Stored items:
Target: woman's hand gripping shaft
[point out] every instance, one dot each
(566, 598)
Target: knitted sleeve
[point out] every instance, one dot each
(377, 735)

▶ Task to carry out: From the line containing "Target: knitted sleeve" down to the last line of the records, transcribe every line exactly and add nothing else.

▶ Solved problem:
Target: knitted sleeve
[point out] every instance, one dot each
(377, 735)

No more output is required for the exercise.